**Objective**
Change every "green leaf" in the records to "leaf" and keep everything else the same.

►

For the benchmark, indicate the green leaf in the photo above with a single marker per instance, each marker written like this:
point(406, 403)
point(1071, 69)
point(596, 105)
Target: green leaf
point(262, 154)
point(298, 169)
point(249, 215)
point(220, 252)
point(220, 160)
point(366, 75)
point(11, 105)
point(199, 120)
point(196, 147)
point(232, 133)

◄

**Solution below**
For the benchmark, indicate the leaf in the photo above with a single marker per instance, each marker written like this:
point(406, 403)
point(1071, 69)
point(596, 105)
Target: leaf
point(262, 154)
point(298, 169)
point(249, 215)
point(220, 252)
point(220, 160)
point(366, 75)
point(11, 105)
point(199, 120)
point(196, 147)
point(232, 133)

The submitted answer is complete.